======== Source data ========

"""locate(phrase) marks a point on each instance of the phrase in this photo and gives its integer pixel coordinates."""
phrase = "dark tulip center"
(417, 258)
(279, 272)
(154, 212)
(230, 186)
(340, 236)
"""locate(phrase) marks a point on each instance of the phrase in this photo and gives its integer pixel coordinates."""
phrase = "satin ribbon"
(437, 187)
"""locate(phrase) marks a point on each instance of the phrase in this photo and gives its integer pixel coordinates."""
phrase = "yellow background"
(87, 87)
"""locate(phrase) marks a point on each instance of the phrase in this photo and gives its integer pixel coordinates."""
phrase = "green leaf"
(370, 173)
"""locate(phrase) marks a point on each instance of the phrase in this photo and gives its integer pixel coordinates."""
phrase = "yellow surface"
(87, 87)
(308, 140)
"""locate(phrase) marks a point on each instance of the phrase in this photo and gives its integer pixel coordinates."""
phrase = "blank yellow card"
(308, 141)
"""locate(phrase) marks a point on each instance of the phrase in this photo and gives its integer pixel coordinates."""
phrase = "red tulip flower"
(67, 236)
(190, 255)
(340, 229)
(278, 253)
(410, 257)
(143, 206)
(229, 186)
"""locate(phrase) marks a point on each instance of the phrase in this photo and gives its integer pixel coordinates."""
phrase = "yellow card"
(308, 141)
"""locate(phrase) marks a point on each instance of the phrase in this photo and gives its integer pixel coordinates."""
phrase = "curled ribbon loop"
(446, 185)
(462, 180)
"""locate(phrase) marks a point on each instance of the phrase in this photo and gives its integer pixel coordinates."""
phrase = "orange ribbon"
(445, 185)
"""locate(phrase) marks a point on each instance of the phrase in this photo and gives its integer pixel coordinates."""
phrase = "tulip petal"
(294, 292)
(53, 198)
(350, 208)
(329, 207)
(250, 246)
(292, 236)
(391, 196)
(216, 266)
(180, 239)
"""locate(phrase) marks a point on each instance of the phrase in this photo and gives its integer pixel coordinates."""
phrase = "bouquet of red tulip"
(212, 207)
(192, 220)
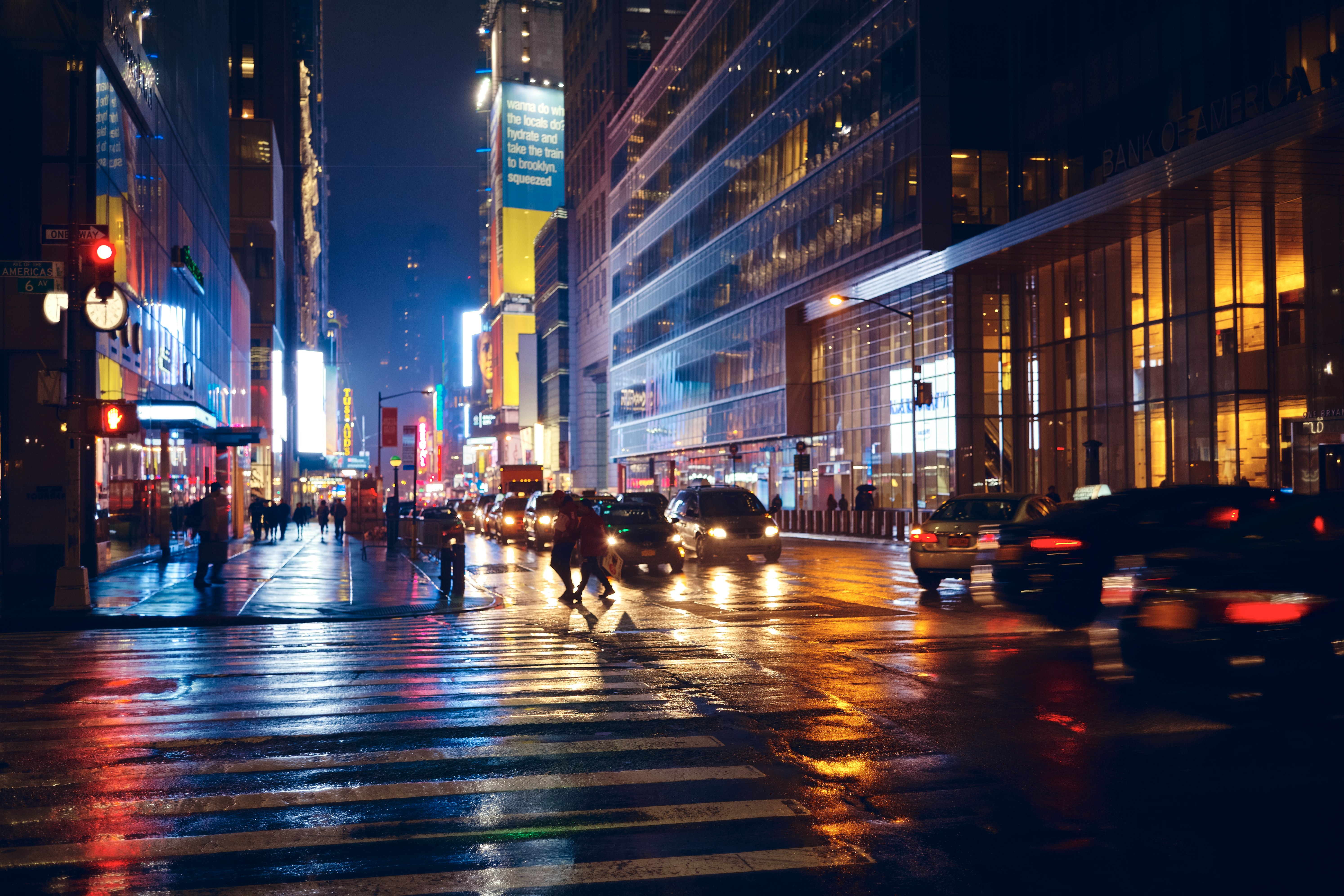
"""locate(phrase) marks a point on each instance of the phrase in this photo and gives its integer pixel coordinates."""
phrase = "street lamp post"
(914, 390)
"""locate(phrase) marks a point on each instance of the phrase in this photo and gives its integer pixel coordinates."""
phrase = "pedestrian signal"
(113, 418)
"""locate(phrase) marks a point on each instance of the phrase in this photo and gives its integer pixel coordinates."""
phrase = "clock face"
(110, 314)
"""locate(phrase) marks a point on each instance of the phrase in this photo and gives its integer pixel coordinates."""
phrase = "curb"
(97, 623)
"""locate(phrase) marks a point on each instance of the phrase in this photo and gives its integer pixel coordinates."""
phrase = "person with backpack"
(566, 537)
(339, 514)
(593, 545)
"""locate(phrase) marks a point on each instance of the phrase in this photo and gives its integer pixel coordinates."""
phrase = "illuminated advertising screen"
(311, 408)
(527, 140)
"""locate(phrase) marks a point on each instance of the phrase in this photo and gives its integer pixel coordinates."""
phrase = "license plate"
(1169, 616)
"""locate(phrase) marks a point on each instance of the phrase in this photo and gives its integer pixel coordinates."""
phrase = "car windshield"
(629, 514)
(978, 510)
(730, 504)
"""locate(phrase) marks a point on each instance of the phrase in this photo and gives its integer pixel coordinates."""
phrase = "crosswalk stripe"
(511, 827)
(361, 793)
(504, 747)
(527, 876)
(320, 694)
(503, 718)
(345, 710)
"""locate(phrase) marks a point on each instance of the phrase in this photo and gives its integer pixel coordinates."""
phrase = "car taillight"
(1056, 545)
(1261, 608)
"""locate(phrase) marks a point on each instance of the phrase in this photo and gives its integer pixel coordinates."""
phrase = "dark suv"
(724, 520)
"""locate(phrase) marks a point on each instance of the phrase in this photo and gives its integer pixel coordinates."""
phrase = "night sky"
(402, 132)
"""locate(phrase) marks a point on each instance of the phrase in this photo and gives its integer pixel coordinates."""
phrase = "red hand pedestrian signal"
(113, 418)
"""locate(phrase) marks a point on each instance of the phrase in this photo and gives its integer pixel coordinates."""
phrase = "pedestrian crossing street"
(472, 754)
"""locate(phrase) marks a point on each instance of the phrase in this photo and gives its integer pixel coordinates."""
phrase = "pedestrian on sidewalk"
(193, 520)
(302, 515)
(566, 535)
(339, 512)
(214, 535)
(593, 545)
(257, 510)
(283, 518)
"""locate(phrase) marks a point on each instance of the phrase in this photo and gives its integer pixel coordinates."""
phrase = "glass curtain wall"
(871, 424)
(1159, 347)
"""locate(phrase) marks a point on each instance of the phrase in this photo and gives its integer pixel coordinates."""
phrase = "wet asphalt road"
(811, 726)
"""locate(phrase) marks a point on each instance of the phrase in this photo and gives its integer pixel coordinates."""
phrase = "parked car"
(507, 520)
(1056, 565)
(1245, 606)
(642, 535)
(540, 519)
(655, 500)
(964, 531)
(724, 520)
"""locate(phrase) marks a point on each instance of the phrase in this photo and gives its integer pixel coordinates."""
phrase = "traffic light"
(113, 418)
(104, 257)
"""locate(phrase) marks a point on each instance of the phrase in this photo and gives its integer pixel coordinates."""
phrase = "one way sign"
(60, 234)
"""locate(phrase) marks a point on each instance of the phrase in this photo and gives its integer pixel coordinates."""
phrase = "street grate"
(495, 569)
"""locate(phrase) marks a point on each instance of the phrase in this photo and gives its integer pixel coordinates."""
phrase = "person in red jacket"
(566, 535)
(593, 545)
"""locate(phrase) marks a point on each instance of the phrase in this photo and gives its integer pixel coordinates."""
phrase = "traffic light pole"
(73, 578)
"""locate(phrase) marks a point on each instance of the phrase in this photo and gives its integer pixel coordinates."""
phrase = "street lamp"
(837, 299)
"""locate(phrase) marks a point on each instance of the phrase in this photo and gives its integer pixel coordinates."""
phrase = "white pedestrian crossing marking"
(527, 876)
(361, 793)
(531, 824)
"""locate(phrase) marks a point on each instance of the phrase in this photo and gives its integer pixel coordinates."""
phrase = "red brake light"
(1056, 545)
(1264, 613)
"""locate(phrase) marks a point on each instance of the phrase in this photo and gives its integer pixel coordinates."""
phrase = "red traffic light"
(113, 418)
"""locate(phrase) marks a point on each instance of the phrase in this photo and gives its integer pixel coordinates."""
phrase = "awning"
(238, 436)
(175, 416)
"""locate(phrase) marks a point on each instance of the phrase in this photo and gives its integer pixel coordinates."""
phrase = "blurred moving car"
(506, 520)
(655, 500)
(1056, 565)
(642, 535)
(540, 519)
(1246, 605)
(725, 520)
(964, 533)
(467, 510)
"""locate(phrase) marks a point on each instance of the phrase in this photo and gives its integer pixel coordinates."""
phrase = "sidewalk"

========

● **What the task requires**:
Restate the entries verbatim, without pictures.

● **Answer for this exercise**:
"""locate(phrase) marks a point on each instance of the phrase in this photo and gives its integer pixel coordinates."""
phrase = "dark tulip center"
(417, 258)
(279, 272)
(154, 212)
(230, 186)
(340, 236)
"""locate(phrase) marks a point on each instance of the phrase in this photo and gives its integer pixel coordinates."""
phrase = "satin ribbon"
(437, 187)
"""locate(phrase) marks a point on each instance of the phrase in this photo and gives its integer pixel coordinates."""
phrase = "yellow background"
(87, 87)
"""locate(phrase) marks a point on each instance of the phrase in this photo and gives its integer pixel coordinates."""
phrase = "green leaf"
(370, 173)
"""locate(phrase) marks a point on each instance of the phrase in this photo and gives its integer pixel coordinates."""
phrase = "yellow surface"
(87, 87)
(308, 140)
"""locate(phrase) marks a point on each instance of the phrase in this photo and gives its integer pixel coordinates."""
phrase = "blank yellow card"
(308, 141)
"""locate(phrase) marks a point on each instance of the phrase in this photo and gives its integer pixel coordinates."""
phrase = "red tulip flower"
(67, 236)
(190, 255)
(340, 229)
(278, 253)
(410, 257)
(143, 206)
(229, 186)
"""locate(phrase) marks a point on each instance of the phrase in this photo and gives its integer pixel coordinates."""
phrase = "yellow card"
(308, 141)
"""locate(phrase) marks a point on each instance of the phrase in this photo and gives its integer pixel coordinates."""
phrase = "curled ribbon loop"
(446, 185)
(462, 180)
"""locate(phrase) marks a point on each instance of the phrase in this photo and gives its integer pixel coordinates."""
phrase = "orange ribbon"
(445, 185)
"""locate(phrase) marks a point on each instance of the phrase in this photo and gives its integer pixel coordinates."""
phrase = "tulip petal"
(294, 292)
(53, 198)
(350, 208)
(329, 207)
(250, 246)
(292, 236)
(391, 196)
(216, 266)
(180, 239)
"""locate(phrase) marks a point on each instance of the phrase in this photo and gives its integer pixel coordinates."""
phrase = "bouquet of red tulip"
(212, 207)
(192, 220)
"""locate(phrase) marks a point on each instance of the phrase in this photo and gives its integer pixel coordinates."""
phrase = "street lamp post"
(914, 390)
"""locate(phrase) marks a point on each instance of the phrase in this photo and gives its integer pixel coordinates."""
phrase = "pedestrian signal"
(113, 418)
"""locate(phrase) marks a point on each instance of the phrase in this photo and gives its integer pixel coordinates."""
phrase = "clock face"
(110, 314)
"""locate(phrase) marks a point on each instance of the phrase in this photo and gives its integer pixel coordinates."""
phrase = "curb"
(97, 623)
"""locate(phrase) marks a point on each instance of the phrase in this photo and gives its integer pixel coordinates."""
phrase = "person with backpack"
(566, 537)
(339, 514)
(593, 545)
"""locate(phrase) marks a point on each instance of the phrase in this photo and gives its integer pixel coordinates."""
phrase = "illuminated advertising screen"
(311, 408)
(527, 140)
"""locate(phrase) marks a point on each instance of the phrase in this photo and gives its integer pixel coordinates."""
phrase = "license plate"
(1169, 616)
"""locate(phrase) marks a point on each instance of the phrase in this photo and gives its integer pixel coordinates."""
phrase = "car windshield"
(629, 514)
(978, 510)
(730, 504)
"""locate(phrase) marks a point on each instance of the phrase in this photo and gives its integer pixel coordinates."""
phrase = "crosswalk stripe"
(511, 827)
(361, 793)
(504, 747)
(527, 876)
(320, 694)
(503, 718)
(345, 710)
"""locate(phrase) marks a point on each instance of the phrase in this photo and gives its integer pixel coordinates."""
phrase = "car taillight"
(1056, 545)
(1261, 608)
"""locate(phrase) marks a point on each instance of the phrase in this photo and gives its integer pixel coordinates."""
phrase = "dark suv"
(724, 520)
"""locate(phrase) marks a point on each instance of the phrase in this photo and gives its integer pixel coordinates."""
phrase = "night sky"
(402, 132)
"""locate(phrase) marks a point on each instance of the phrase in this photo and gives its integer pixel coordinates."""
phrase = "red hand pedestrian signal"
(113, 418)
"""locate(phrase) marks a point on each instance of the phrase in this photo and gives its integer pixel coordinates."""
phrase = "pedestrian crossing street"
(472, 754)
"""locate(phrase) marks a point on each instance of the phrase in this photo and gives its integer pixel coordinates."""
phrase = "pedestrian on sidewalk"
(193, 520)
(302, 515)
(566, 535)
(339, 512)
(214, 535)
(593, 545)
(257, 510)
(283, 518)
"""locate(phrase) marks a point on each instance of the phrase in this photo and gives its integer pixel coordinates."""
phrase = "glass curtain wall"
(871, 424)
(1159, 347)
"""locate(phrase) marks a point on each instance of the phrase in this photo and gives its integer pixel coordinates."""
phrase = "wet asphalt road"
(811, 726)
"""locate(phrase) marks a point on each instance of the phrase in this photo and gives its integer pixel coordinates."""
phrase = "parked car"
(507, 520)
(1056, 565)
(1245, 606)
(642, 535)
(540, 519)
(655, 500)
(964, 531)
(724, 520)
"""locate(phrase) marks a point on each instance of the phrase in this photo and gives its integer pixel coordinates."""
phrase = "traffic light"
(113, 418)
(104, 257)
"""locate(phrase) marks a point on each instance of the phrase in this photo and gives its integer pixel coordinates."""
phrase = "one way sign"
(60, 234)
"""locate(phrase) marks a point on each instance of the phrase in this photo and gives its integer pixel coordinates."""
phrase = "street grate"
(495, 569)
"""locate(phrase) marks a point on each instance of the phrase in this photo and gives its integer pixel coordinates."""
phrase = "person in red jacket"
(566, 535)
(593, 545)
"""locate(phrase) marks a point on each instance of the phrase in this photo and gives its integer pixel coordinates."""
phrase = "traffic light pole"
(73, 578)
"""locate(phrase) marks a point on each instance of the phrase in this photo and gives its integer pixel coordinates."""
phrase = "street lamp"
(837, 299)
"""locate(phrase) marks a point on each instance of the phrase in this photo and gives its integer pixel coordinates."""
phrase = "white pedestrian crossing marking"
(527, 876)
(361, 793)
(531, 824)
"""locate(phrase) marks a point on each instance of the phrase in this photo and gives its integer pixel coordinates."""
phrase = "red brake light"
(1056, 545)
(1264, 613)
"""locate(phrase) marks a point on each instance of the phrase in this photo and gives its integer pixel coordinates."""
phrase = "red traffic light"
(113, 418)
"""locate(phrase) marks a point on each instance of the phrase in this photo and gives its integer pixel coordinates."""
phrase = "awning"
(238, 436)
(175, 416)
"""locate(phrase) marks a point on each instance of the phrase in this photo and gives its integer pixel coordinates."""
phrase = "blurred moving car"
(506, 520)
(655, 500)
(1056, 565)
(642, 535)
(540, 519)
(1246, 605)
(725, 520)
(964, 533)
(467, 510)
"""locate(phrase) marks a point on each instance of the phrase in this photo and gives its integer pixel coordinates."""
phrase = "sidewalk"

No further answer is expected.